(WORK ORDER 1): Please explain, using the article on Mercy Health Cincinnati and the COVID-19 surge, why the hospital system is evaluating and prioritizing non-emergency and elective procedures.
(WORK ORDER 2): Write what comes next in the article on Mercy Health Cincinnati and the COVID-19 surge, picking up after its final sentence.

(DOCUMENT TEXT):
=== Section Start ===

Mercy Health Cincinnati may postpone some procedures amid COVID-19 surge

Credit: Nick Graham

Credit: Nick Graham

Mercy Health Cincinnati, which operates a hospital in the city of Fairfield, is evaluating non-emergency and elective surgeries amid the rise of COVID-19 cases and hospitalizations in the region.

While some of these types of surgeries may proceed, others may be delayed, said hospital spokeswoman Nanette Bentley.

“Mercy Health is seeing some of the highest numbers of COVID-19 hospitalizations since the start of the pandemic,” she said. “Given the current volume in our communities and the severe strain on our staff and facilities, we are evaluating and prioritizing essential procedures and allocating resources and staff as needed to ensure our patients and communities receive the compassionate care they need.”

Unvaccinated Ohioans are driving hospitalizations, according to medical officials. More than 6,700 COVID-19 patients were in Ohio hospitals Monday, according to the Ohio Department of Health, which is a 40% increase over the past three weeks. Nearly 1,300 COVID-19 patients were in intensive care, 859 of whom were on ventilators.

=== Section End ===

Collection entries
=== Section Start ===

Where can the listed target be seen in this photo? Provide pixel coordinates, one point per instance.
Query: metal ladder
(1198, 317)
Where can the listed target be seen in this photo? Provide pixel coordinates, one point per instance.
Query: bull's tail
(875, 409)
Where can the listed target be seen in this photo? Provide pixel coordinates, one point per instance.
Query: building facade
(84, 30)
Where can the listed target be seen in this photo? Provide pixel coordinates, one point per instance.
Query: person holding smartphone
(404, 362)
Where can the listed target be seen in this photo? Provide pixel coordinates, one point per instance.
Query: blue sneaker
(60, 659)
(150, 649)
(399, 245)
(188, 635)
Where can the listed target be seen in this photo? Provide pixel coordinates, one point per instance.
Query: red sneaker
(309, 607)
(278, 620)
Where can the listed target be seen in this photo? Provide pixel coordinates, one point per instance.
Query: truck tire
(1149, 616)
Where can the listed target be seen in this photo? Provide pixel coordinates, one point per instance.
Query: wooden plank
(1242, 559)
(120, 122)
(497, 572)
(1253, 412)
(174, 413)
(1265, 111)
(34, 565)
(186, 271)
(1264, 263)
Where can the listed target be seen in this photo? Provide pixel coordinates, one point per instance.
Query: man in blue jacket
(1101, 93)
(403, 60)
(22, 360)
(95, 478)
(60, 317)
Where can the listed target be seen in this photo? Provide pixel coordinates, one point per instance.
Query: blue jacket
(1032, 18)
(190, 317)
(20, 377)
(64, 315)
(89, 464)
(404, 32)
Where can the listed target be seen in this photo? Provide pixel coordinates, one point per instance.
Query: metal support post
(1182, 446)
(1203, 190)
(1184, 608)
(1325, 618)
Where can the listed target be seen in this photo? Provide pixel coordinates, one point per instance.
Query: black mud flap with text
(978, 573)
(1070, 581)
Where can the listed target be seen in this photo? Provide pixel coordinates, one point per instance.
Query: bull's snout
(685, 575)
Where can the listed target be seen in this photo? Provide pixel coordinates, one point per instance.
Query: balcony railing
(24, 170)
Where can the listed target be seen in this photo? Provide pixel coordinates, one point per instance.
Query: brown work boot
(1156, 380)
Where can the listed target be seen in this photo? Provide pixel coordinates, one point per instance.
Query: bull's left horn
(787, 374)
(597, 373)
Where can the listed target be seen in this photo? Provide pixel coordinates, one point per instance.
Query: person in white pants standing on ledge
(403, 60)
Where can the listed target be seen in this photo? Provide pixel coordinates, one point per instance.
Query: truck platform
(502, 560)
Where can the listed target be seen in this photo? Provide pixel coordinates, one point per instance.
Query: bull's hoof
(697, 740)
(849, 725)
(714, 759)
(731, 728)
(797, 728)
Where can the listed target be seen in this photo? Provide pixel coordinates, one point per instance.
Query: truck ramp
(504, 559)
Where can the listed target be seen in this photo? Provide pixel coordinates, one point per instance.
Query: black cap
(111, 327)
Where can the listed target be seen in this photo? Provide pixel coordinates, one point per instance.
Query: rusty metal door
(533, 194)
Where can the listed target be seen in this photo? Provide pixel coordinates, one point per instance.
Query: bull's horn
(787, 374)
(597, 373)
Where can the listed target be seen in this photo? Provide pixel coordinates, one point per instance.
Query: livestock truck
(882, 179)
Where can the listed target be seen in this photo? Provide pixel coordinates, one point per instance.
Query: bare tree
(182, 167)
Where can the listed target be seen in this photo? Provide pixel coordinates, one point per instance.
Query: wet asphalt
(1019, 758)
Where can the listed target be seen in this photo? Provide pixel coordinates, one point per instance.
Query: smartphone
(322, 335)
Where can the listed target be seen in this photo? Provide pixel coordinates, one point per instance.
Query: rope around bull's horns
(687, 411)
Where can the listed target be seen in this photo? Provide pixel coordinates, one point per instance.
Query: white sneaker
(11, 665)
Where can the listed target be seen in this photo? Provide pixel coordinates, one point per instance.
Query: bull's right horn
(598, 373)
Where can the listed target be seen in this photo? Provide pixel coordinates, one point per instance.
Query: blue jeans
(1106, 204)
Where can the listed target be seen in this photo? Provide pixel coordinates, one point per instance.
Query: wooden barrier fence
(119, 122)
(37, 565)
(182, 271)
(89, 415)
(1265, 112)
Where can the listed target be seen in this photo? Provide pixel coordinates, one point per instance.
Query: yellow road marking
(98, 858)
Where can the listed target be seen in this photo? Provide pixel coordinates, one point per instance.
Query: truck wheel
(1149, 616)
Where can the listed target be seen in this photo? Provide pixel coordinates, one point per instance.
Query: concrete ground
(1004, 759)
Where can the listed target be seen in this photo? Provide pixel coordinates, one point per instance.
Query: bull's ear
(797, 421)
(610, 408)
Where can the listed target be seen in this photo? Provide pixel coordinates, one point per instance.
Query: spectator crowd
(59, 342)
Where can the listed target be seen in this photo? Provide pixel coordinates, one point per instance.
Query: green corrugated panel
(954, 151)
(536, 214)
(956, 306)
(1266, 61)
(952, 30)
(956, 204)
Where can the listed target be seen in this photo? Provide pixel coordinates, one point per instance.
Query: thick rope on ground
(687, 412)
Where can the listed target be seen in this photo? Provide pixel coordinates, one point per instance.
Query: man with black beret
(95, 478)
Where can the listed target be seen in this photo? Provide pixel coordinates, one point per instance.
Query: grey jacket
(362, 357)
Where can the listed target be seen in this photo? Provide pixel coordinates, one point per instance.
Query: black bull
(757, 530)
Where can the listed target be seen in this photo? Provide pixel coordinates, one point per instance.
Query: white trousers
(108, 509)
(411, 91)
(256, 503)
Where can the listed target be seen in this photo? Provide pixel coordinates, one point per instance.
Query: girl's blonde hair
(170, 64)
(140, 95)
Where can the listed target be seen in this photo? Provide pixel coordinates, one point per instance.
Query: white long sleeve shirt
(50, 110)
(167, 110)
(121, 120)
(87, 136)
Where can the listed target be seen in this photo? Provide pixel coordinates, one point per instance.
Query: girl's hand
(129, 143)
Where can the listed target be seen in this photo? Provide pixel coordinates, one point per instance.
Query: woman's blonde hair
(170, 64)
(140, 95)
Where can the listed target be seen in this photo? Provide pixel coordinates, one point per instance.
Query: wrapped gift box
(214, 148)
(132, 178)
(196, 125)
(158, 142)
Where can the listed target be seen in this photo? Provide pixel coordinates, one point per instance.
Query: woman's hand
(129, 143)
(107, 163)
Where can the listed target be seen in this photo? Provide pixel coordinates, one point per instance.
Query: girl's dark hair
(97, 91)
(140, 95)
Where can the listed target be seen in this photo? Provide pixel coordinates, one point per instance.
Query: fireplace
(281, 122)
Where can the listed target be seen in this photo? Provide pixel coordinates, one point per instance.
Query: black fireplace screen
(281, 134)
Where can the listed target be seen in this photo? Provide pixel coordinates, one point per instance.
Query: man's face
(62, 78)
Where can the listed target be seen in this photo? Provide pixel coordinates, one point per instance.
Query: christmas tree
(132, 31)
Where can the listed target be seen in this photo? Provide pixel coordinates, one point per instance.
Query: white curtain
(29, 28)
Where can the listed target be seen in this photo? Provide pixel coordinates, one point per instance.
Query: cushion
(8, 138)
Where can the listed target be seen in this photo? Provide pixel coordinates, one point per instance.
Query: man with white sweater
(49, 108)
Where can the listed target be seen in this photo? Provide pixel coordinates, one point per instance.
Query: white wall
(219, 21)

=== Section End ===

(EXPECTED ANSWER 1): Mercy Health is seeing some of its highest numbers of COVID-19 hospitalizations since the pandemic began. The current volume in its communities is placing severe strain on staff and facilities. It is therefore prioritizing essential procedures and allocating resources and staff as needed so patients and communities receive the care they need.

(EXPECTED ANSWER 2):
More than 18,000 cases were reported on Monday.

Bentley said hospital officials will communicate directly with impacted patients regarding any changes to the date or location for procedures.

“We are taking these extraordinary steps to best serve our patients during this crisis period,” she said. “The health and safety of our patients and employees remain our priority.”

While not all non-emergency and elective surgeries could be postponed in the five-hospital Cincinnati region, some Mercy Health hospitals are postponing those types of surgeries. Springfield Medical Center, a Mercy Health hospital in Clark County, on Friday postponed all elective procedures, according to spokeswoman Jennifer Robinson.

As of Monday, ODH reported more than 2.2 million COVID-19 cases since the onset of the pandemic in March 2020 and nearly 100,000 hospitalizations.

Staff reporter Sydney Dawes contributed to this story.


Here’s how Ohio and Butler County look as of Monday as COVID-19 cases rise statewide, according to the Ohio Department of Health.

Cases, hospitalizations, and mortality

More than 2.2 million COVID-19 cases in Ohio since the onset of the pandemic nearly two years ago, and almost 100,000 hospitalizations and more than 30,000 deaths. In Butler County, there have been more than 70,000 cases, 2,700 hospitalizations, and 900 deaths since the start of the pandemic.

Since Jan. 1, more than 124,000 COVID-19 cases have been reported in the state, and more than 4,100 of which are in Butler County. Among those, 1,277 have been hospitalized across Ohio and 28 in Butler County. While 33 people have died across Ohio since the start of 2022, no one from Butler County has died.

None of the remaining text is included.